■ **Requirements**
Copy every line below word for word, with no changes.

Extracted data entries
· · ·

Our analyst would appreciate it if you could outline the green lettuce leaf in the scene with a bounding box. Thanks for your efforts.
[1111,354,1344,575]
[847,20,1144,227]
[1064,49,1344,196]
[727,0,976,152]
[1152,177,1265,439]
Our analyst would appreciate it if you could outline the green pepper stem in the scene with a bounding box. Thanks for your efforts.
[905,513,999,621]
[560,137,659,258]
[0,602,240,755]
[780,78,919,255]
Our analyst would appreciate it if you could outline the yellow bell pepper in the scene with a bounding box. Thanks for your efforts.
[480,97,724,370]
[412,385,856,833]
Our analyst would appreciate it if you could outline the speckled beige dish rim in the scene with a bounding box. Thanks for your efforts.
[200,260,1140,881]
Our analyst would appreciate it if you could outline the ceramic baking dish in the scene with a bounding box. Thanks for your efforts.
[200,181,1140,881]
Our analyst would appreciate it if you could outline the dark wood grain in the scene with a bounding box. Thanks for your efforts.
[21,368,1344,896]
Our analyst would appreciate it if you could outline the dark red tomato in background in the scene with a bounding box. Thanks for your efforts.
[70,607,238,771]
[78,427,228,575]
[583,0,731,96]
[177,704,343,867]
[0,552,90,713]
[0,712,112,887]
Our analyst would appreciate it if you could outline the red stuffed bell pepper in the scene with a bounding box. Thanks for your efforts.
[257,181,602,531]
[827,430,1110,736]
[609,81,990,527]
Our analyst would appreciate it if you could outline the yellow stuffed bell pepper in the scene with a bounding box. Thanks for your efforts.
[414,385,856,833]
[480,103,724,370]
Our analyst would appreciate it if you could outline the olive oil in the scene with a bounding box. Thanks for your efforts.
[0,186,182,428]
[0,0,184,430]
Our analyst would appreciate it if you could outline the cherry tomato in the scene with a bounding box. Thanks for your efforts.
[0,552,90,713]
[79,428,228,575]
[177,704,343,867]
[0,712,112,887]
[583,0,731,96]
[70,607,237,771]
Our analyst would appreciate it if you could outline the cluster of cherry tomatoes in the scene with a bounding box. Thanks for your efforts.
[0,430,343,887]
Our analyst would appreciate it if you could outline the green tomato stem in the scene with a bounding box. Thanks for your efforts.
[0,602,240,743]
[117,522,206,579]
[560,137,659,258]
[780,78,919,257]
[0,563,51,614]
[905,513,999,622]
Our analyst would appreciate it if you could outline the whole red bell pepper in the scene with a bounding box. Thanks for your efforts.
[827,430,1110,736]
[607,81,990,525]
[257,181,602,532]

· · ·

■ **Result below**
Our analyst would appreciate it if you could outline the green lettuce leaf in the scene with a bounding box. Thanks for your efforts.
[1111,354,1344,575]
[847,20,1144,227]
[1064,49,1344,196]
[727,0,976,152]
[1152,177,1265,439]
Our analyst would appreciate it if you could outline the green pepper stem in the scene with a bounding box. Thanks for your efforts.
[905,513,999,621]
[560,137,659,258]
[0,602,240,755]
[780,78,919,255]
Our analyst would appreciate it if you could outline the yellow bell pepper in the scene with a bounding box. Thanks for your efforts.
[480,97,724,370]
[412,385,856,833]
Our analyst would appreciate it if you could outline the speckled beige dish rim in the scene with a bounding box. Thanks for your efforts.
[200,260,1140,881]
Our analyst would appreciate it if you could outline the ceramic baking dish in the scene with a bounding box. Thanks for your efforts.
[200,181,1140,881]
Our analyst would appreciate it if you could outline the dark wood grain in the scene with a bounding box. Thanks for your efforts.
[21,368,1344,896]
Our analyst would appreciate it if you could outline the dark red tomato in background in the scene with a bounding box. Thanks for your efforts.
[70,607,238,771]
[78,427,228,575]
[583,0,731,96]
[177,704,343,867]
[0,552,90,713]
[0,712,112,887]
Our analyst would appreciate it if you could outline the red stuffed bell pepper in the scene with a bounding box. Thanks for your efforts.
[257,181,602,531]
[827,430,1110,736]
[609,81,990,527]
Our analyst would appreciate it if you could outline the yellow stuffed bell pepper in the scene with a bounding box. Thanks for your efforts.
[414,385,856,833]
[480,103,724,370]
Our analyst would appreciate it if you could outline the olive oil in the scene with a bounding box. Thanks for your efforts.
[0,186,182,428]
[0,0,184,430]
Our analyst would appreciate it if you could outline the cherry tomato in the scene with a bounding box. Thanks for your efforts.
[0,552,90,713]
[79,428,228,575]
[177,704,343,867]
[0,712,112,887]
[583,0,731,96]
[70,607,237,771]
Our analyst would appreciate it if you could outline the cluster of cherry tomatoes in the scene with a bounding box. Thanks for your efforts.
[0,430,343,887]
Our analyst would appreciate it if you could outline the green tomato stem in the scene with a bounding box. Thanks for your efforts.
[0,602,240,743]
[117,522,206,579]
[560,137,659,258]
[780,78,919,257]
[0,563,51,614]
[905,513,999,622]
Our analyst would appreciate it if you could outline the whole red bell pepper in the scene with a bounding box. Thanks for your efforts.
[827,430,1110,736]
[607,81,990,525]
[257,181,602,532]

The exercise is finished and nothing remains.